> **STATED GOAL**: Format the stretch of the records from the start through the line containing "Target: eagle cere" as a JSON list of strings, one string per line, leaving out blank lines.

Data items
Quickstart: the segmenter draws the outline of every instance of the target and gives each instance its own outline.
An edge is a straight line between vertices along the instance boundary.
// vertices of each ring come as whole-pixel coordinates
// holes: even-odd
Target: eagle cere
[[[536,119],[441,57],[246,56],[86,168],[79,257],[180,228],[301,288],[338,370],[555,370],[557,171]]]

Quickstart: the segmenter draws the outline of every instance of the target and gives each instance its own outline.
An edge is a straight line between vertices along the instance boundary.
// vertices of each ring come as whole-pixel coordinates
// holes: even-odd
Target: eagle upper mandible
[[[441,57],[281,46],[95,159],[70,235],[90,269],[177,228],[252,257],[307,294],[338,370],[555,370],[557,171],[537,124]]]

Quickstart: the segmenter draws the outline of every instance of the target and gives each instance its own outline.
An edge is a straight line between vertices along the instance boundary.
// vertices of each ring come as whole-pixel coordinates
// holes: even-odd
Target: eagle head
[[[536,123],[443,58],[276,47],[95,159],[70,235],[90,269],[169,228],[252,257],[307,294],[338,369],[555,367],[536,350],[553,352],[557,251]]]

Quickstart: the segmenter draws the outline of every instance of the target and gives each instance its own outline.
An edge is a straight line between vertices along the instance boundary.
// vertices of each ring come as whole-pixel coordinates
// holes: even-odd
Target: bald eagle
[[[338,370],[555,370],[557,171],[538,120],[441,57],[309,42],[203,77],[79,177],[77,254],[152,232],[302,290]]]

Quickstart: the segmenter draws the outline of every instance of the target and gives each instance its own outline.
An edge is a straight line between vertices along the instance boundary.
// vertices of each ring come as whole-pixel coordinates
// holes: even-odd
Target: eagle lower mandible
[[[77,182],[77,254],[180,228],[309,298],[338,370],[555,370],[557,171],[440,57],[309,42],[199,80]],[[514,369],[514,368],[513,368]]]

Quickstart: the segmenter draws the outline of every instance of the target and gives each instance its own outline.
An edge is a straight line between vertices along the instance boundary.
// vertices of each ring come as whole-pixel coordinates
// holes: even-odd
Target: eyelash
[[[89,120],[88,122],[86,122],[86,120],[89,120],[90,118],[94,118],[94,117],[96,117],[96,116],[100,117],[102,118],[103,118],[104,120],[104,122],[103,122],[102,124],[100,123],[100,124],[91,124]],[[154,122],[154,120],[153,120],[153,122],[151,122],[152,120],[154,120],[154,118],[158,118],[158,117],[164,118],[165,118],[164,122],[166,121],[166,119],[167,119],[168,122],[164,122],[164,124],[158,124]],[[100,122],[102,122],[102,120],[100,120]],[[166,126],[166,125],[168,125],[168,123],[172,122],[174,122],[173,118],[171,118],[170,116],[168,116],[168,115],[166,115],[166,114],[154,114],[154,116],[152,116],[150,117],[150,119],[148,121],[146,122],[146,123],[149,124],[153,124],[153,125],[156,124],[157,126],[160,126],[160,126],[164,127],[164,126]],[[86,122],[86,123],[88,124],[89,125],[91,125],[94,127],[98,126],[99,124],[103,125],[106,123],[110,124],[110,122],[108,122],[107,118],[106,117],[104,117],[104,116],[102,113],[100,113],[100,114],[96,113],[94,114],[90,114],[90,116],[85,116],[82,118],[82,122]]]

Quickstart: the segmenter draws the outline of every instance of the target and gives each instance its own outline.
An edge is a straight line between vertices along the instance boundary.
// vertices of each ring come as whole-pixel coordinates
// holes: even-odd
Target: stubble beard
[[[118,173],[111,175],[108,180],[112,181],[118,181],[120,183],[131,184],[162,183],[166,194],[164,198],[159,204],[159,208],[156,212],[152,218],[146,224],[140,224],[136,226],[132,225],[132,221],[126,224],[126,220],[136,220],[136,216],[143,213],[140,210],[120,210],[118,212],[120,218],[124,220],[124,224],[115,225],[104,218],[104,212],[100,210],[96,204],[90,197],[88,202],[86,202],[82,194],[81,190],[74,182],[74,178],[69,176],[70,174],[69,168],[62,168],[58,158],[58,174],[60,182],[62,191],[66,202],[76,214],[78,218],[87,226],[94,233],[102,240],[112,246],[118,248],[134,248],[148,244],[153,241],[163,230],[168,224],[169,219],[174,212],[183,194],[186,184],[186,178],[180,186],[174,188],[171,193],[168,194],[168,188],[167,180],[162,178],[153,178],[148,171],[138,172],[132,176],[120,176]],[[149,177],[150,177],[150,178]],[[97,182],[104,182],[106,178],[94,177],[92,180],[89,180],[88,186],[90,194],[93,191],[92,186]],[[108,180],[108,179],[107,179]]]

> **CORRECT RESULT**:
[
  "Quickstart: the segmenter draws the outline of every instance of the target and gives each instance its own outline.",
  "An edge is a straight line between vertices along the instance boundary.",
  "// vertices of each ring come as whole-pixel coordinates",
  "// holes: even-odd",
  "Target: eagle cere"
]